§ **Source**
--------

The Association for Qualitative Research
The Hub of Qualitative Thinking

Serving up champagne

Listen up everyone, says Andrea Steel, you need to hear what Rosie Campbell has to say about Language Analysis (as in 'the qualitative Holy Grail').

I did not want to miss this webinar delivered by one of the most respected voices of qualitative research. When attending anything through the AQR I do so with a view to learning something new or confirming that I am already doing the right thing. Here I achieved both.

I learned that it is okay to trust my own instincts and judgements. After all, I am human too, and I speak and use language so why not apply the knowledge about what I say and how I say it to my analysis? I affirmed that the most important thing about being a qualitative researcher is listening: listening to respondents, listening back to recordings and listening to your own instincts. This is what differentiates us as qualitative researchers — our ability to interpret what we hear and what this means to the outcome of the research.

Rosie’s presentation makes you realise how emotionally driven vocabulary is and that you really need to listen to your respondents. This listening isn’t just after the event as you try to make sense of the output, but also as you are moderating to ensure you ask the right questions, or at the very least don’t ask them in the wrong way. She cites an exchange between a mother and son which compounds the importance of this.

--------

§ **Requirement A**
Transcribe the passage of the language analysis article between "I did not want" and "I achieved both.", inclusive.
§ **Requirement B**
Write the next part of the language analysis article, starting after its final sentence.

--------

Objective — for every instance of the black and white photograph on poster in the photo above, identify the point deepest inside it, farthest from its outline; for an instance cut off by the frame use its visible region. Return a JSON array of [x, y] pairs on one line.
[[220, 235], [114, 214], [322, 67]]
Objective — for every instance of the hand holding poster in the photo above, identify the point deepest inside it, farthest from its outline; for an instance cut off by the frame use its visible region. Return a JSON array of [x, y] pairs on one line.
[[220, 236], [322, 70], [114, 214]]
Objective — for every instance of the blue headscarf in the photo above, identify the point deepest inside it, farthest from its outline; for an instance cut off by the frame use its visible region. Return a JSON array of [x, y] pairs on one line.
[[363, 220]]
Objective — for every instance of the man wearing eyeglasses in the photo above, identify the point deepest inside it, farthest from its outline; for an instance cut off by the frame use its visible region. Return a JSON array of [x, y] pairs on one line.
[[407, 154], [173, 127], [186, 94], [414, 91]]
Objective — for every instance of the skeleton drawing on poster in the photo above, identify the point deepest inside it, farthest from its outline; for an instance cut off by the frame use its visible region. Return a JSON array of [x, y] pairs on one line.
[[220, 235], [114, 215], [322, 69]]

--------

§ **Task response A**
I did not want to miss this webinar delivered by one of the most respected voices of qualitative research. When attending anything through the AQR I do so with a view to learning something new or confirming that I am already doing the right thing. Here I achieved both.

§ **Task response B**
Rosie used a lot of metaphors in her presentation: “give your client champagne and not house white” and make sure that when you do your analysis you aren’t just “tidying the sock drawer”. In fact, we all tend to use metaphors in our language and these can be very telling. To me, qualitative research is all about the ‘why’ and the language used can give you a greater insight into the meaning behind what respondents are actually saying. Rosie’s presentation cemented this in my mind.

It is all about what people say and how they say it and not which box they select from a predefined list of responses. She asks us to think more about the language we encounter in our research settings and to use it more in our analysis.

So from now on as I carry on with my work as a qualitative researcher I will remember the importance of listening as well as hearing what respondents say. My analysis and output will be richer and more meaningful as a result.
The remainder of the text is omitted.